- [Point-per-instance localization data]
----
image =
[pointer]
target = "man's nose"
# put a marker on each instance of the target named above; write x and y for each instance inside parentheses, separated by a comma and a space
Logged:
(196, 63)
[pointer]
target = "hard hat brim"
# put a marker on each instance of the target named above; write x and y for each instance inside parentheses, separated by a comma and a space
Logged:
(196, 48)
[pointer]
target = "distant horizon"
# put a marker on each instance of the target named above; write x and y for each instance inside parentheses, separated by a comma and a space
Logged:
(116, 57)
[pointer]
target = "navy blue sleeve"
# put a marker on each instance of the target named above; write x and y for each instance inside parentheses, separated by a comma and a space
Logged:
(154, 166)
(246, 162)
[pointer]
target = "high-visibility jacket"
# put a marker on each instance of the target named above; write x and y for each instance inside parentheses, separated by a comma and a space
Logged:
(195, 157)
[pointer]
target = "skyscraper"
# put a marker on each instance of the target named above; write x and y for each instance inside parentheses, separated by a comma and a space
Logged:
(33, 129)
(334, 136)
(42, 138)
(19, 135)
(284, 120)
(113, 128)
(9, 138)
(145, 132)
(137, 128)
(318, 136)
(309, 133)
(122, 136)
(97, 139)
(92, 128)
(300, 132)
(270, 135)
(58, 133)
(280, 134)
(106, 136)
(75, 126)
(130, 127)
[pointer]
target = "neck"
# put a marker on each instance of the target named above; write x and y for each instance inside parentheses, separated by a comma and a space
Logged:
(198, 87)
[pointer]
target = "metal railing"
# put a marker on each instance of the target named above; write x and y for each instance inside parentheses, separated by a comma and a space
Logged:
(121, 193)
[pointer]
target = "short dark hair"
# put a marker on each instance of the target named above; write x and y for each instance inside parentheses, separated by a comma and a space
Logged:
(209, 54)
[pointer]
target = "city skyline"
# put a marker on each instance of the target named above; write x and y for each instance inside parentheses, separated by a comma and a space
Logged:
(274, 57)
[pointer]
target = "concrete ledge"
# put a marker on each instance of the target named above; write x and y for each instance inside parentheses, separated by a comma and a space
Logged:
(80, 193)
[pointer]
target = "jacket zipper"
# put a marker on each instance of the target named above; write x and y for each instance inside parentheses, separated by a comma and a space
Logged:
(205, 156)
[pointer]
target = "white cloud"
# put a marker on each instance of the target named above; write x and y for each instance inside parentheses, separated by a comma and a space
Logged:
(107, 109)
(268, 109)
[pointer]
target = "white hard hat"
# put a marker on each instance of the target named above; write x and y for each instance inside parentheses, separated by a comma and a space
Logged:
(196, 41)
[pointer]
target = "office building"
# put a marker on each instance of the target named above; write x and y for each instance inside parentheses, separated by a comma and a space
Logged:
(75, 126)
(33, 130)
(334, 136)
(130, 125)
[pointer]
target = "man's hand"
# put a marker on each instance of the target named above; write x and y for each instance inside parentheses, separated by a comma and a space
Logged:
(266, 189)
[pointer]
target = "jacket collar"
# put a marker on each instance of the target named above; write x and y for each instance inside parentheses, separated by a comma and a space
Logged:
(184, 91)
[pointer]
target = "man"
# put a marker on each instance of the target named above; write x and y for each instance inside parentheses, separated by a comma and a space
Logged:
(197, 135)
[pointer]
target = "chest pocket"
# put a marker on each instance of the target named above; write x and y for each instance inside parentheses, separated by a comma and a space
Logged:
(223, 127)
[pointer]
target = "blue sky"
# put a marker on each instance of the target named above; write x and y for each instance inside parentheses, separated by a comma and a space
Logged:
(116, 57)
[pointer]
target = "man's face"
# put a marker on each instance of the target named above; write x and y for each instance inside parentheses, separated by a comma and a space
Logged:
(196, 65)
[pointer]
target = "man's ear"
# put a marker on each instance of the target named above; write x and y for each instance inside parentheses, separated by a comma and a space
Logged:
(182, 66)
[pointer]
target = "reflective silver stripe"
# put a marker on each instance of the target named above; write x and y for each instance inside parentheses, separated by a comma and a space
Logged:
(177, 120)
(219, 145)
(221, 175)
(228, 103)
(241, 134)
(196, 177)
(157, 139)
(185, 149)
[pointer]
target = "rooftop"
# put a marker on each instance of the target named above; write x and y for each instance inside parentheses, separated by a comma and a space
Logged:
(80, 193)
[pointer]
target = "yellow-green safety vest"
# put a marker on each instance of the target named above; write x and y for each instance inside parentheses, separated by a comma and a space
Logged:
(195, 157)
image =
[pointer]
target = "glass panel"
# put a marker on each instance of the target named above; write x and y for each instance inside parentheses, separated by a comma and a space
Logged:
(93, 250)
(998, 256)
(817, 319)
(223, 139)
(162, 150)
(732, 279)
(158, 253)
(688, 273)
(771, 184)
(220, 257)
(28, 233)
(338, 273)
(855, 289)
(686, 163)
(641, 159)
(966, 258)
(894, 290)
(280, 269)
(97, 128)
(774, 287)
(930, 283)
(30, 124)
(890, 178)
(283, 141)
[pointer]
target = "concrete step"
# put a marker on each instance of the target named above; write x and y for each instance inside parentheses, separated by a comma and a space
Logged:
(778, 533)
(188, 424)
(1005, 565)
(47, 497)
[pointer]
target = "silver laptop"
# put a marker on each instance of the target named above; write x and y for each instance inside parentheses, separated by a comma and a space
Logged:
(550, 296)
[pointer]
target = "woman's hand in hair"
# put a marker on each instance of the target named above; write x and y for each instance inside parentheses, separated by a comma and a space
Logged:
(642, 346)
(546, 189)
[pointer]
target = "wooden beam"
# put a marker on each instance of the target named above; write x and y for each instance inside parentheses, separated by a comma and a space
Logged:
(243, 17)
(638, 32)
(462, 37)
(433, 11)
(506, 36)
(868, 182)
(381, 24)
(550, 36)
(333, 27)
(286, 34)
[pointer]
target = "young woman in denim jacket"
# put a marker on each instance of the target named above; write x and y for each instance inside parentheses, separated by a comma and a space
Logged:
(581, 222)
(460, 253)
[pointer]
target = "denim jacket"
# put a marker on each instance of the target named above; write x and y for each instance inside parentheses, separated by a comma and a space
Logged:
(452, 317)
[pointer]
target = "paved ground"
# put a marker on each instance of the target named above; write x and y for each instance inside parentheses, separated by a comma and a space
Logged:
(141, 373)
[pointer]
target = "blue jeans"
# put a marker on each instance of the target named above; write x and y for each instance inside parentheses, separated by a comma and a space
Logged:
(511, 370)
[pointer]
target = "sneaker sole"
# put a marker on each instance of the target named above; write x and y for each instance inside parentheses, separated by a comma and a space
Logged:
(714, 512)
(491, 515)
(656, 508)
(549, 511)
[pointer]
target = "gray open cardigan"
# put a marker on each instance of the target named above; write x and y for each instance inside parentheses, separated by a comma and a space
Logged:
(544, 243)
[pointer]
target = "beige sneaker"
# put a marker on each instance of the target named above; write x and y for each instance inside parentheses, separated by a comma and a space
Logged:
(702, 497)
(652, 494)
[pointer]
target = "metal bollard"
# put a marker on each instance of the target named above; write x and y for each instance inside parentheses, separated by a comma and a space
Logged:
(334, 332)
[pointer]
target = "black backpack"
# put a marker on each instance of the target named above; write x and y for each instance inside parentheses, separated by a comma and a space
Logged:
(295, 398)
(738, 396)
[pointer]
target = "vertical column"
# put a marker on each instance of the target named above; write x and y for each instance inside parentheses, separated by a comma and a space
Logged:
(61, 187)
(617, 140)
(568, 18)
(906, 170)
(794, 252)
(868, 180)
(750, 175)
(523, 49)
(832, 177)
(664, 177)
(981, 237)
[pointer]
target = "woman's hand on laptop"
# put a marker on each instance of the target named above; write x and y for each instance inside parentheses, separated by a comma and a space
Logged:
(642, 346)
----
- [EXERCISE]
Look for the string "white" in the entries above. Copy every line that has it.

- [SOLUTION FOR THIS EXERCISE]
target = "white cloud"
target = "white hard hat"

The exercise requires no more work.